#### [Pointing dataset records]
** begin **
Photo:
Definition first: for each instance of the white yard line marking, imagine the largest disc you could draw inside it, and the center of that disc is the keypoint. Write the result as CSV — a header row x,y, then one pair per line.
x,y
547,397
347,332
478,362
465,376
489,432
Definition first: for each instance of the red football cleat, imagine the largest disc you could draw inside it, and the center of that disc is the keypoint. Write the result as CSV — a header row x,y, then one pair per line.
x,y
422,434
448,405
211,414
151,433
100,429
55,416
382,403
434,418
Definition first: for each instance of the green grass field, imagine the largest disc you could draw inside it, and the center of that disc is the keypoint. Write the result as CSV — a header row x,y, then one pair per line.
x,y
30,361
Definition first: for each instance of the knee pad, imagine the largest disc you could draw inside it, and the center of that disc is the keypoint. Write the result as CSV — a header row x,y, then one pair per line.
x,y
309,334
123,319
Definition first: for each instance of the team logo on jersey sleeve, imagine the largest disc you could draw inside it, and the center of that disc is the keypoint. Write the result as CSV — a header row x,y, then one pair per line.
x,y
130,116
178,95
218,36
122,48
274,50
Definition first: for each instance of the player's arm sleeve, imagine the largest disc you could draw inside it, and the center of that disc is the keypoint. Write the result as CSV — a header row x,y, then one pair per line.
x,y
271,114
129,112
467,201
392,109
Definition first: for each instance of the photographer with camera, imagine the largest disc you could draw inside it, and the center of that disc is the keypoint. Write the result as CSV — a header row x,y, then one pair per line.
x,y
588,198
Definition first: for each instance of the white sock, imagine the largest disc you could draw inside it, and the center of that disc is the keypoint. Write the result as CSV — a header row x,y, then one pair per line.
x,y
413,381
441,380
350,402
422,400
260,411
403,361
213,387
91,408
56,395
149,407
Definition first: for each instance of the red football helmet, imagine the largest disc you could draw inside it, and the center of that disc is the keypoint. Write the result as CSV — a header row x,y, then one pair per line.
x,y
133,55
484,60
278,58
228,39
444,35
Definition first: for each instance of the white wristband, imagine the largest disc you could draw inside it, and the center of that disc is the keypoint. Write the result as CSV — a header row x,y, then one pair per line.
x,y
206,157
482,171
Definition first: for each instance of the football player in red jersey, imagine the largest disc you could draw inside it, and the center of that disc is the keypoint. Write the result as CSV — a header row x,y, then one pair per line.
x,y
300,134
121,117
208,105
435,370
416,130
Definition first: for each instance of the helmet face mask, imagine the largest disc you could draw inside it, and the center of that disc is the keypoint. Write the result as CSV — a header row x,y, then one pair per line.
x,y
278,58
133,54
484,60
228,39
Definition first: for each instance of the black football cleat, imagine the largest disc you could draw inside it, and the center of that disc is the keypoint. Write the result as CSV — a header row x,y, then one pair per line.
** end **
#### [SET TASK]
Pull out every line of the data above and write each one again word for word, in the same order.

#### [ANSWER TO THE PROBLEM]
Photo:
Definition first: for each instance of the white yard line marking, imagine the largest disc you could draw inside it, and the center of that disc is the keypoint. Write the result as CSV — a header row x,y, then one pair per line.
x,y
547,397
347,332
478,362
465,376
489,432
Definition first: for each instance of the red football cleat, imagine the largest disc you could draw inside it, and the center of that disc is the keypoint. Write the result as CSV — a header row x,y, then one pair per line.
x,y
422,434
448,405
211,414
151,433
100,429
55,416
382,403
434,418
Definition first: for each instance of the green grass field, imagine the largest disc you could draw inside it, and the center of that disc is the keypoint. Write the result as CSV — a header row x,y, then one pair per line.
x,y
30,361
Definition first: for each instance of the knee pad, imagine the largest disc you could draw inside it, and the center of that disc is the keypoint. Write the result as CSV — a header row x,y, then one pair per line.
x,y
309,334
123,319
Definition first: for each instance of the team logo on jersey sleeve, imagine the largest disc you could draw inside it, and the center of that disc is the keypoint. Write the result as CSV — a header row x,y, then one pair per line.
x,y
130,116
178,95
218,36
122,48
274,50
Definition first: for each instance of the player's arm sleeve, imagine the largest disc you could draw inside it, and the center of that disc is the keypoint. Write the result as CSV — a header row x,y, then one pair per line.
x,y
271,114
129,112
467,201
392,109
Definition first: for each instance of the photographer with camera, imagine the largest disc you could draw inside it, and the center of that disc is the keypoint. Write the result as CSV — a header row x,y, then one pair per line.
x,y
588,198
Definition first: for each instance of the white sock, imagine the largest disc you could draw inside it, and the center of that disc is the keypoint. Write the result as CSV — a header row x,y, then one pair per line.
x,y
413,381
441,380
350,402
422,400
260,411
403,361
213,387
91,408
56,395
149,407
Definition first: for each instance of the red football helmet, imagine the largest disc you could draw inside it, and the center of that disc is the keypoint. Write the result as CSV — a header row x,y, then one pair per line.
x,y
133,55
484,60
278,58
228,39
444,35
Definition first: for each instance of the white wristband, imagine the largest disc you could draw inside it, and the center of that disc is the keypoint. Write the result as CSV — a header row x,y, then one pair per line.
x,y
206,157
482,171
Definition first: for each instance of the football player in red jersey, imagine the largest disc you could draw inside it, and the center of that disc is the keypoint. Write the result as CSV — a header row x,y, then one pair per line.
x,y
300,134
121,117
208,105
435,370
416,130
Definition first: for each instance of the helmet face mask, imagine the largest disc you could draw inside it, and the center of that disc is the keypoint. Write the result as CSV — a header row x,y, then one pair per line.
x,y
278,58
133,54
484,60
228,39
Definition first: for each instance of the black football cleat, imagine the largest disc you could draw inside it, and the center of that disc is the keypoint. Write the result as CSV — a header row x,y, then one pair per line.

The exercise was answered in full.